• [Provided data]:
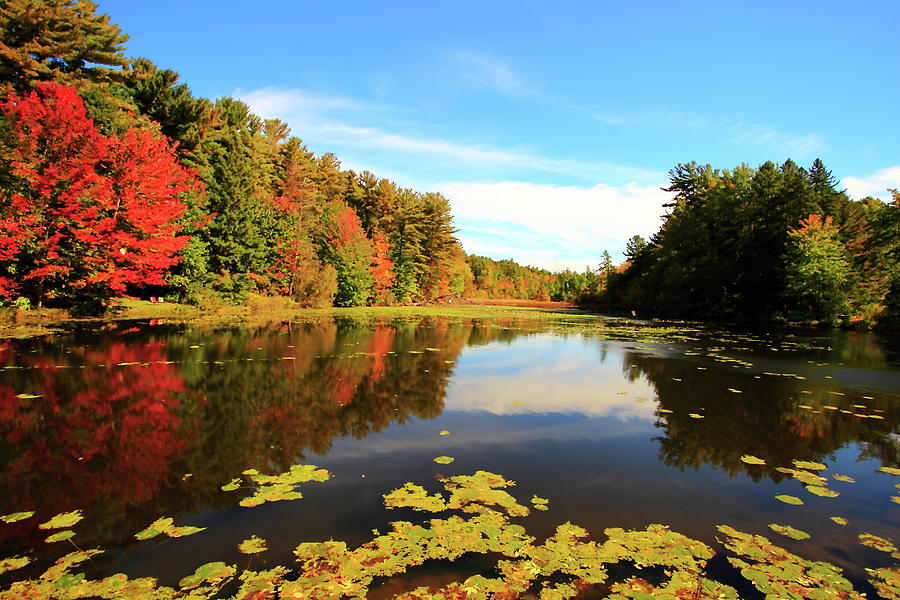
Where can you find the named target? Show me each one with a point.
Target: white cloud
(876, 184)
(484, 71)
(563, 226)
(309, 115)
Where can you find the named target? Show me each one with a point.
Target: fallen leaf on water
(62, 520)
(253, 545)
(60, 536)
(822, 491)
(813, 466)
(13, 517)
(789, 531)
(879, 543)
(789, 499)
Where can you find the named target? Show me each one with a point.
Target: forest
(116, 180)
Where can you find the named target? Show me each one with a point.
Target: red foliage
(382, 267)
(85, 210)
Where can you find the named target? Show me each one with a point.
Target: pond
(617, 423)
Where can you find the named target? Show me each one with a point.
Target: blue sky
(550, 126)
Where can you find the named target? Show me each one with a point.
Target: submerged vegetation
(653, 562)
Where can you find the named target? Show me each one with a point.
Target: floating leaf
(60, 536)
(232, 485)
(789, 499)
(886, 581)
(812, 466)
(213, 572)
(254, 545)
(62, 520)
(13, 517)
(879, 543)
(12, 563)
(819, 490)
(789, 531)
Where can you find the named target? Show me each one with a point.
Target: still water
(618, 425)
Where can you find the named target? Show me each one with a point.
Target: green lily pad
(60, 536)
(20, 516)
(789, 499)
(253, 545)
(789, 531)
(62, 520)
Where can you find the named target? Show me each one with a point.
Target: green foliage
(817, 269)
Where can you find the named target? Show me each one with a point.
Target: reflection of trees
(117, 439)
(764, 420)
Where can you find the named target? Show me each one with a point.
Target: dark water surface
(136, 421)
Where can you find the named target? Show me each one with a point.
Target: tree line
(116, 178)
(772, 243)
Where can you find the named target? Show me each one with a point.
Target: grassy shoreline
(257, 309)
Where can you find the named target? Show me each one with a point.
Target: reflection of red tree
(96, 432)
(381, 343)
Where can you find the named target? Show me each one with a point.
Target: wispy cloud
(328, 120)
(487, 72)
(733, 131)
(553, 226)
(876, 184)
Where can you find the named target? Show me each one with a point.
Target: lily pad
(789, 531)
(812, 466)
(253, 545)
(789, 499)
(12, 563)
(879, 543)
(62, 520)
(60, 536)
(213, 572)
(20, 516)
(818, 490)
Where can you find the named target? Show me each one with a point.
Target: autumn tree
(817, 268)
(83, 216)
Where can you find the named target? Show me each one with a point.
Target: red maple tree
(83, 215)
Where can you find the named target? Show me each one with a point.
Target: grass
(259, 309)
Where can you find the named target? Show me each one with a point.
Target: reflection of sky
(548, 374)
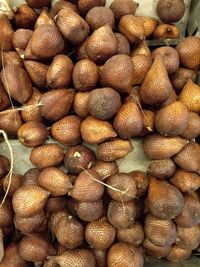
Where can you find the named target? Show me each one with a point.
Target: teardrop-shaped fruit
(67, 130)
(114, 149)
(44, 18)
(28, 200)
(47, 155)
(117, 73)
(85, 75)
(160, 232)
(189, 52)
(59, 185)
(56, 104)
(186, 182)
(160, 147)
(165, 201)
(170, 57)
(45, 42)
(95, 131)
(132, 27)
(122, 254)
(166, 31)
(101, 45)
(60, 72)
(190, 96)
(37, 72)
(172, 120)
(189, 157)
(87, 188)
(156, 86)
(73, 27)
(104, 103)
(16, 83)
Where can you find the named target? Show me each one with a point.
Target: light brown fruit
(141, 66)
(85, 75)
(35, 248)
(95, 131)
(132, 27)
(121, 8)
(121, 215)
(17, 83)
(101, 45)
(161, 147)
(170, 11)
(75, 257)
(104, 103)
(100, 16)
(28, 225)
(189, 157)
(60, 71)
(166, 31)
(54, 181)
(45, 42)
(114, 149)
(126, 255)
(24, 16)
(117, 73)
(180, 77)
(73, 27)
(188, 50)
(56, 104)
(162, 169)
(29, 200)
(123, 46)
(155, 251)
(69, 232)
(123, 182)
(156, 86)
(133, 235)
(165, 201)
(89, 211)
(190, 96)
(32, 134)
(21, 38)
(87, 188)
(186, 182)
(170, 57)
(160, 232)
(172, 120)
(6, 34)
(80, 104)
(79, 158)
(47, 155)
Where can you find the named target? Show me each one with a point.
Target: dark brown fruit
(165, 201)
(79, 158)
(56, 104)
(121, 8)
(73, 27)
(121, 215)
(133, 235)
(104, 103)
(161, 169)
(117, 73)
(115, 149)
(171, 10)
(60, 72)
(85, 75)
(100, 16)
(126, 255)
(67, 130)
(47, 155)
(16, 83)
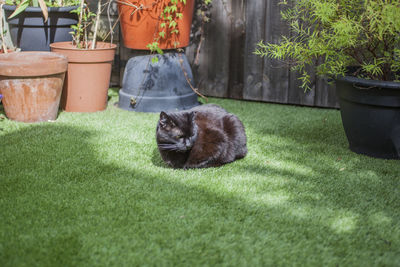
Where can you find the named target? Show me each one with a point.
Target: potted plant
(358, 44)
(90, 64)
(155, 26)
(34, 24)
(31, 85)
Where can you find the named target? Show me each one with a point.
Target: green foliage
(49, 3)
(80, 30)
(333, 35)
(168, 26)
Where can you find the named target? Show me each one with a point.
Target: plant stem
(3, 43)
(96, 26)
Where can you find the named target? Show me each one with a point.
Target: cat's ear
(192, 116)
(163, 119)
(163, 116)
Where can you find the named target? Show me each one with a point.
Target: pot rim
(42, 64)
(68, 46)
(369, 83)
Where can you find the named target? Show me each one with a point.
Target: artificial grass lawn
(91, 190)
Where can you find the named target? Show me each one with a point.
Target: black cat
(205, 136)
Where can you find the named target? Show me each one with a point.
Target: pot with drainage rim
(165, 85)
(31, 84)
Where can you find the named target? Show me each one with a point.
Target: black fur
(205, 136)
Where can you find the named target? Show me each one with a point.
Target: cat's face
(175, 131)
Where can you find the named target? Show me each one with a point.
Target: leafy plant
(168, 26)
(43, 4)
(334, 35)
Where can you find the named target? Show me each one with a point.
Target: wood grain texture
(227, 64)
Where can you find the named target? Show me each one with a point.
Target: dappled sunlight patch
(344, 224)
(380, 219)
(270, 198)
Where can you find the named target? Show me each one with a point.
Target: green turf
(91, 190)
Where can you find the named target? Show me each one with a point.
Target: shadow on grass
(63, 204)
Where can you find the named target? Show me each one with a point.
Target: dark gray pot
(30, 33)
(155, 87)
(371, 116)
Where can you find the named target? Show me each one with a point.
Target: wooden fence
(227, 66)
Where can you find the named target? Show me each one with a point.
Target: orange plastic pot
(141, 27)
(88, 76)
(31, 84)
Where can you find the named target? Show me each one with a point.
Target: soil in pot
(88, 76)
(31, 84)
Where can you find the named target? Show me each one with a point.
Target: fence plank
(253, 65)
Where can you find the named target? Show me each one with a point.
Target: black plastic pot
(155, 87)
(30, 33)
(371, 116)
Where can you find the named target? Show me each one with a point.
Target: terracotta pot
(88, 76)
(141, 27)
(31, 84)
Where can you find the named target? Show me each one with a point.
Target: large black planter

• [Your goal]:
Each entry is to be written out again word for word, and any pictures are to be omitted.

• [Output]:
Where can you find the named target? Show me each one with a point.
Target: white cloud
(876, 184)
(484, 71)
(563, 226)
(309, 115)
Where can you find the named target? Show me each one with a point.
Target: fallen leaf on water
(62, 520)
(253, 545)
(60, 536)
(822, 491)
(813, 466)
(13, 517)
(789, 531)
(879, 543)
(789, 499)
Where can you find the named target? Show me each one with a point.
Target: forest
(116, 180)
Where can you find the named target? Show me each one with a point.
Target: red foliage
(382, 267)
(85, 210)
Where can you find the named target? Show me each one with a point.
Target: pond
(617, 423)
Where can you find the named target? Show me each one with a point.
Target: blue sky
(550, 126)
Where can you find the named target? Show me each one with a point.
Target: submerged vegetation
(653, 562)
Where can you find the named target? Show me each one with a point.
Target: floating leaf
(60, 536)
(232, 485)
(789, 499)
(886, 581)
(812, 466)
(213, 572)
(254, 545)
(62, 520)
(13, 517)
(879, 543)
(12, 563)
(819, 490)
(789, 531)
Where can you find the named target? Show me each one with a point.
Target: still water
(618, 425)
Where can you find the named target? Show me each one with a point.
Target: green lily pad
(60, 536)
(20, 516)
(789, 499)
(253, 545)
(789, 531)
(62, 520)
Where can you find the named target? Show me each one with a point.
Target: green foliage
(817, 269)
Where can you find the named target? Show me each one with a point.
Target: reflection of trees
(117, 439)
(764, 420)
Where can you find the named target? Show me each one with a point.
Target: dark water surface
(136, 421)
Where can you find the named target? Show me each one with a point.
Target: tree line
(116, 178)
(772, 243)
Where can you find the named target? Show me each one with a point.
Target: grassy shoreline
(257, 309)
Where can you find the named target? Show me each one with a point.
Target: reflection of red tree
(96, 432)
(381, 343)
Where can you find the named target? Show me each one with a point.
Target: wispy cloud
(328, 120)
(487, 72)
(733, 131)
(553, 226)
(876, 184)
Where can you find the named target? Show me each one with a point.
Target: lily pad
(789, 531)
(812, 466)
(253, 545)
(789, 499)
(12, 563)
(879, 543)
(62, 520)
(60, 536)
(213, 572)
(20, 516)
(818, 490)
Where can you find the named target? Show me each one with a point.
Target: autumn tree
(817, 268)
(83, 216)
Where can you find the named target? Show me each one with a point.
Target: red maple tree
(83, 215)
Where can you find the named target? Show me each one with a point.
Target: grass
(259, 309)
Where can you find the named target? Show me each one with a point.
Target: reflection of sky
(548, 374)
Where can you find the named target? Show me each one with a point.
Target: teardrop-shaped fruit
(67, 130)
(114, 149)
(44, 18)
(28, 200)
(47, 155)
(117, 73)
(85, 75)
(160, 232)
(189, 52)
(59, 185)
(56, 104)
(186, 182)
(160, 147)
(165, 201)
(170, 57)
(45, 42)
(95, 131)
(132, 27)
(122, 254)
(166, 31)
(101, 45)
(60, 72)
(190, 96)
(37, 72)
(172, 120)
(189, 157)
(87, 188)
(156, 86)
(73, 27)
(104, 103)
(16, 83)
Where can you find the named target? Show me each one with a point.
Target: light brown fruit
(141, 66)
(85, 75)
(35, 248)
(95, 131)
(132, 27)
(121, 8)
(121, 215)
(17, 83)
(101, 45)
(161, 147)
(170, 11)
(75, 257)
(104, 103)
(100, 16)
(28, 225)
(189, 157)
(60, 71)
(166, 31)
(54, 181)
(45, 42)
(114, 149)
(126, 255)
(24, 16)
(117, 73)
(180, 77)
(73, 27)
(188, 50)
(56, 104)
(162, 169)
(29, 200)
(123, 46)
(155, 251)
(69, 232)
(123, 182)
(156, 86)
(133, 235)
(165, 201)
(89, 211)
(190, 96)
(32, 134)
(21, 38)
(87, 188)
(186, 182)
(170, 57)
(160, 232)
(172, 120)
(6, 34)
(80, 104)
(79, 158)
(47, 155)
Where can you find the named target? Show me each one with a point.
Target: dark brown fruit
(165, 201)
(79, 158)
(56, 104)
(121, 8)
(73, 27)
(121, 215)
(133, 235)
(104, 103)
(161, 169)
(117, 73)
(115, 149)
(171, 10)
(60, 72)
(85, 75)
(100, 16)
(126, 255)
(67, 130)
(47, 155)
(16, 83)
Where can you find the named target? Show me each one with a point.
Target: potted plant
(358, 44)
(90, 64)
(155, 26)
(34, 24)
(31, 85)
Where can you find the named target? Show me each one with a point.
Target: green foliage
(49, 3)
(80, 30)
(333, 35)
(168, 26)
Where can you find the named target? Show me each one with a point.
Target: plant stem
(3, 43)
(96, 26)
Where can you find the named target? Show me each one with a point.
Target: cat's ear
(192, 116)
(163, 119)
(163, 116)
Where can you find the named target? Show me each one with a point.
Target: pot rim
(42, 64)
(68, 46)
(369, 83)
Where can you find the named target? Show me each one with a point.
Target: artificial grass lawn
(91, 190)
Where can you find the named target? Show me each one with a point.
Target: black cat
(205, 136)
Where can you find the named target? Show me each one with a point.
Target: pot with drainage rim
(165, 85)
(31, 84)
Where can you find the named target? Show me each one with a point.
Target: black fur
(205, 136)
Where can you find the named target? Show me each one with a point.
Target: cat's face
(175, 131)
Where can you find the named target? Show me each one with a point.
Target: leafy plant
(168, 26)
(43, 4)
(334, 35)
Where can you find the named target? Show me each one with a point.
Target: wood grain texture
(227, 64)
Where can you find the named target? Show me each one with a point.
Target: dappled sunlight patch
(344, 224)
(380, 219)
(270, 198)
Where can you find the named target? Show me each one with a point.
Target: green turf
(91, 190)
Where can you find the named target? Show me each one with a point.
Target: shadow on grass
(63, 204)
Where can you find the named target? Show me each one with a point.
Target: dark gray pot
(30, 33)
(155, 87)
(371, 116)
Where can you find the named target? Show me each one with a point.
Target: wooden fence
(227, 66)
Where can you find the named target? Show me each one with a point.
Target: orange plastic pot
(141, 27)
(88, 76)
(31, 84)
Where can you find the named target? Show me each one with a point.
Target: soil in pot
(88, 76)
(31, 84)
Where can you find the named target? Show me each one with a point.
Target: fence plank
(253, 65)
Where can you find the named target? Show me each one with a point.
Target: black plastic pot
(155, 87)
(30, 33)
(371, 116)
Where can you find the named target? Show me each one with a point.
Target: terracotta pot
(88, 76)
(141, 27)
(31, 84)
Where can you find the named target? Show me each one with a point.
Target: large black planter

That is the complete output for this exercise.